● **FRAGMENTO CITADO**:
José Saramago dijo una vez que la única diferencia que había entre la vida y la muerte era la misma que entre el estar y el no estar. Estás aquí y de repente ya no. Así de simple, así de pragmático, así de terribles los adverbios. Quizá sea así la muerte para quien la sufre, un desaparecer inmediato, deshacerse sin más, callar y dejarse ir entre la niebla, sin la conciencia de pérdida ni de partida. No lo sabemos. Quienes quedamos albergamos la esperanza de una existencia distinta más allá de la que conocemos, desde donde todavía vemos, todavía sentimos, seguramente porque no somos capaces de asumir lo que significa desvanecerse en la nada. Y eso es lo que nos define como especie. La conciencia de finitud y el miedo.
El viento arrecia en esta tarde de enero. Parece que pudiera llover, por fin, en Tenerife, incluso nevar en el Teide, dice la Agencia Estatal de Meteorología. A pesar de tener todo cerrado, los ventanales de mi biblioteca no dejan de hacer ruido. Mi perro Sancho acurrucado a mis pies, una taza de café y una edición de La Galatea, de Cervantes, que no soy capaz de releer, a pesar de llevar un buen rato esforzándome en hacerlo. La edición corre a cargo de José Luis Fernández de la Torre, mi maestro y amigo que se ha ido hace unos días y que me ha dejado este despacho lleno de recuerdos, de conversaciones, de literatura. Y tiene guasa que, con Cervantes en la mano, me acuerde de un verso de Lope (“Ir y quedarse y con quedar partirse”), con el poco aprecio que el Fénix le tuvo en vida al padre de don Quijote.

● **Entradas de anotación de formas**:
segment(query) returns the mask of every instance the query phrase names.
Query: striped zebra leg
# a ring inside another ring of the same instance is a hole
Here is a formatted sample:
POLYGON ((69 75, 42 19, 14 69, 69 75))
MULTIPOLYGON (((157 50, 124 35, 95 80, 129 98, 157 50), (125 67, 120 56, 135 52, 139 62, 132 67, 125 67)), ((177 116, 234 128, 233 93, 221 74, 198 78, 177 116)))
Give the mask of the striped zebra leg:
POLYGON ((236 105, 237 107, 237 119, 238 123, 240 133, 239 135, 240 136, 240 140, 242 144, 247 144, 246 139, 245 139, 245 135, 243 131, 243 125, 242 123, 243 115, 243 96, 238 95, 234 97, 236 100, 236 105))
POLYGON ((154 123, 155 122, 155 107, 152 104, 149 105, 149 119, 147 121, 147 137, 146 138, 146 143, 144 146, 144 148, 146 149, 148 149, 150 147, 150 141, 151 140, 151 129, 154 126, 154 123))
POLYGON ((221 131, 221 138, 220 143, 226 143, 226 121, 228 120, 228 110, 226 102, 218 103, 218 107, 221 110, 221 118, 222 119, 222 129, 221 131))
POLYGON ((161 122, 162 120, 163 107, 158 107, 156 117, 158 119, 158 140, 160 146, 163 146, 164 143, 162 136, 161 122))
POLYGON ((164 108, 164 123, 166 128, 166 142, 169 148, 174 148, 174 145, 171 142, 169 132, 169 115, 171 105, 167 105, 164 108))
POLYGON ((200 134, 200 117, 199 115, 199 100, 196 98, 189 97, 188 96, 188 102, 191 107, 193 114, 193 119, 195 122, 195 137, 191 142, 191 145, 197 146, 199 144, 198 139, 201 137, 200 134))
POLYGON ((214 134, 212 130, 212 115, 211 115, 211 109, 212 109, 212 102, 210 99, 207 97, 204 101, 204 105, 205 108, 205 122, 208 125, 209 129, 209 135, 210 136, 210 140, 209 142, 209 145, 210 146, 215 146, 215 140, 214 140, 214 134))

● **EJERCICIO**: Reproduce sin ningún cambio la parte del fragmento sobre la muerte que empieza en "El viento arrecia" y termina en "de don Quijote.". Estas entradas son un material independiente.

● **RESPUESTA**:
El viento arrecia en esta tarde de enero. Parece que pudiera llover, por fin, en Tenerife, incluso nevar en el Teide, dice la Agencia Estatal de Meteorología. A pesar de tener todo cerrado, los ventanales de mi biblioteca no dejan de hacer ruido. Mi perro Sancho acurrucado a mis pies, una taza de café y una edición de La Galatea, de Cervantes, que no soy capaz de releer, a pesar de llevar un buen rato esforzándome en hacerlo. La edición corre a cargo de José Luis Fernández de la Torre, mi maestro y amigo que se ha ido hace unos días y que me ha dejado este despacho lleno de recuerdos, de conversaciones, de literatura. Y tiene guasa que, con Cervantes en la mano, me acuerde de un verso de Lope (“Ir y quedarse y con quedar partirse”), con el poco aprecio que el Fénix le tuvo en vida al padre de don Quijote.